What needs to be done: Put the records below, starting at the line containing "elbow on this basis." and ending at the last record, into a two-column CSV with the headers instruction and point. Give one row per record, with its text and its answer each in a single quoted field and any line breaks turned into spaces.

______________________________

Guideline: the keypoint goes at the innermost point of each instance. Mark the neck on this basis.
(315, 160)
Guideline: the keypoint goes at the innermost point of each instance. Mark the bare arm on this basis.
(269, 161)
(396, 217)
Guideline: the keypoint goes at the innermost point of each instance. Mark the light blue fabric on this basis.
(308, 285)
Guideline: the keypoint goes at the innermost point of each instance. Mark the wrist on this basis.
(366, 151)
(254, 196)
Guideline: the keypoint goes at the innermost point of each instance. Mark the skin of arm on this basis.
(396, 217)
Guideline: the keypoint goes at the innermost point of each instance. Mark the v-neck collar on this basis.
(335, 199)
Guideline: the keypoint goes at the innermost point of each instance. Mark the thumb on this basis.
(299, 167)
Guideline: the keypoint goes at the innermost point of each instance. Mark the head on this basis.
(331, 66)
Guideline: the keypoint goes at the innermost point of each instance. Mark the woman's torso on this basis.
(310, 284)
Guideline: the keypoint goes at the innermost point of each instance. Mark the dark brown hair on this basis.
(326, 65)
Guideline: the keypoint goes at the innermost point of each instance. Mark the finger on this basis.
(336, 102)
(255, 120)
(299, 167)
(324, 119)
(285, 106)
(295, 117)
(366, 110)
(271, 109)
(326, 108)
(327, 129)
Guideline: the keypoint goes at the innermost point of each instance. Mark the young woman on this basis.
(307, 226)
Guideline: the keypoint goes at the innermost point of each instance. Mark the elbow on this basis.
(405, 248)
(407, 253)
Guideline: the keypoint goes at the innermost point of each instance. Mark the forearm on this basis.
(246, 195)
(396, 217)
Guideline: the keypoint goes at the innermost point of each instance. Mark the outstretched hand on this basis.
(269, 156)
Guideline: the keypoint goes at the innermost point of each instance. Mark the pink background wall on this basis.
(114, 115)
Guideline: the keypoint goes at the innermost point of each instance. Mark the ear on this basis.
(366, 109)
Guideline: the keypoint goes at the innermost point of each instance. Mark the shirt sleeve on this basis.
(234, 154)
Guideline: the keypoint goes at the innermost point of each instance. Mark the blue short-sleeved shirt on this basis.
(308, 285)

______________________________

Solution for this problem:
instruction,point
"Guideline: the keypoint goes at the innermost point of each instance. Mark the elbow on this basis.","(405, 248) (407, 253)"
"Guideline: the keypoint goes at the innermost point of each instance. Mark the forearm on this basis.","(246, 195) (396, 217)"
"Guideline: the keypoint goes at the innermost point of each instance. Mark the outstretched hand on this basis.","(269, 156)"
"Guideline: the keypoint goes at the innermost point of each instance. Mark the pink background wall on this basis.","(114, 115)"
"Guideline: the keypoint goes at the innermost point of each instance. Mark the ear on this basis.","(366, 109)"
"Guideline: the keypoint goes at the innermost point of each instance. Mark the shirt sleeve on this basis.","(234, 154)"
"Guideline: the keypoint goes at the innermost point of each instance. Mark the blue short-sleeved shirt on this basis.","(308, 285)"